Task objective: Revise the lines below so that each occurrence of "Box the" reads "Outline the", keeping everything else unchanged.

Records supplied:

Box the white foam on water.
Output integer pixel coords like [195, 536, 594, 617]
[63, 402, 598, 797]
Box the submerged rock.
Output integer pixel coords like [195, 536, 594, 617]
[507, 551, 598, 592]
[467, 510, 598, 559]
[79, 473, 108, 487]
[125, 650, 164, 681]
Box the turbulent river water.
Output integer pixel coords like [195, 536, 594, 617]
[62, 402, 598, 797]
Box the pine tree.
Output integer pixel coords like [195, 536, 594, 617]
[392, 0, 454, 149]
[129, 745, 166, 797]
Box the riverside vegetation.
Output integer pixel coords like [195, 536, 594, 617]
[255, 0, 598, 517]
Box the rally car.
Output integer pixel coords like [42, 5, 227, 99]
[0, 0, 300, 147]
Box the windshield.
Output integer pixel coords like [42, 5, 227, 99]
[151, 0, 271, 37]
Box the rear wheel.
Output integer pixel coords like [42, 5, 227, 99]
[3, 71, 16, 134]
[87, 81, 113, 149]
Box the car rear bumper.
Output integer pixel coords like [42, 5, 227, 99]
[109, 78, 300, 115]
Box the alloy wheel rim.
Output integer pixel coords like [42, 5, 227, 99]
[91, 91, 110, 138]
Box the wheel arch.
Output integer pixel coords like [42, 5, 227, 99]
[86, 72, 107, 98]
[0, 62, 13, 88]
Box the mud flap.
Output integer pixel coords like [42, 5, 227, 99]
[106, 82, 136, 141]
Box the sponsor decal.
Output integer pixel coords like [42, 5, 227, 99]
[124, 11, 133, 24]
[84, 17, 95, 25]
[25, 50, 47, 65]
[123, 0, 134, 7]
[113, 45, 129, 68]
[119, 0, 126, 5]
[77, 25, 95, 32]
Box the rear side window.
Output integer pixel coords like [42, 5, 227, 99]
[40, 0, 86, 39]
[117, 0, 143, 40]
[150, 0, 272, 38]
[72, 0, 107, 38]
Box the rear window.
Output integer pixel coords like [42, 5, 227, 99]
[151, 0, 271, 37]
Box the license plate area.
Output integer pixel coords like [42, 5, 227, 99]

Result of this exercise:
Outline the white foam on water.
Output integer pixel coords like [195, 536, 594, 617]
[63, 402, 598, 797]
Outline the submerged rock.
Output integer pixel coords like [195, 536, 594, 617]
[507, 551, 598, 592]
[467, 510, 598, 559]
[79, 473, 108, 487]
[125, 650, 164, 681]
Outline the turbulent river water.
Output integer pixel coords like [195, 536, 594, 617]
[62, 402, 598, 797]
Outline the pine tree.
Output integer pixel coords like [195, 536, 594, 617]
[392, 0, 454, 149]
[129, 745, 166, 797]
Outline the riverside vegetation.
Output integer pixel coords like [195, 536, 594, 617]
[255, 0, 598, 517]
Outline the rally car.
Output integer pixel coords like [42, 5, 227, 99]
[0, 0, 300, 147]
Outline the windshield.
Output integer pixel coords like [42, 5, 227, 99]
[151, 0, 271, 37]
Outline the rear wheel.
Output integer pixel coords like [42, 5, 227, 99]
[3, 71, 16, 134]
[87, 81, 113, 149]
Outline the car rear bumper.
Output integer pixel coords like [42, 5, 227, 99]
[109, 78, 300, 115]
Outline the alloy wheel rim.
Output integer pixel coords like [42, 5, 227, 99]
[91, 91, 110, 138]
Outline the wheel arch.
Output integer pixel coords like [42, 5, 227, 99]
[86, 72, 107, 98]
[0, 62, 13, 88]
Outline the mud flap.
Output integer pixel coords like [42, 5, 227, 99]
[106, 82, 136, 141]
Outline the sponsor decal.
Output integer pixel coords like [42, 5, 227, 99]
[124, 11, 133, 24]
[84, 17, 95, 25]
[25, 50, 47, 65]
[123, 0, 134, 7]
[113, 45, 129, 68]
[119, 0, 126, 5]
[77, 25, 95, 32]
Outline the rear side window.
Output integer pixel coords like [42, 5, 227, 99]
[40, 0, 86, 39]
[117, 0, 143, 40]
[150, 0, 272, 38]
[72, 0, 107, 38]
Outline the rear window.
Output integer pixel coords like [42, 5, 227, 99]
[151, 0, 271, 37]
Outline the license plate area.
Output integer pixel coords like [42, 5, 227, 99]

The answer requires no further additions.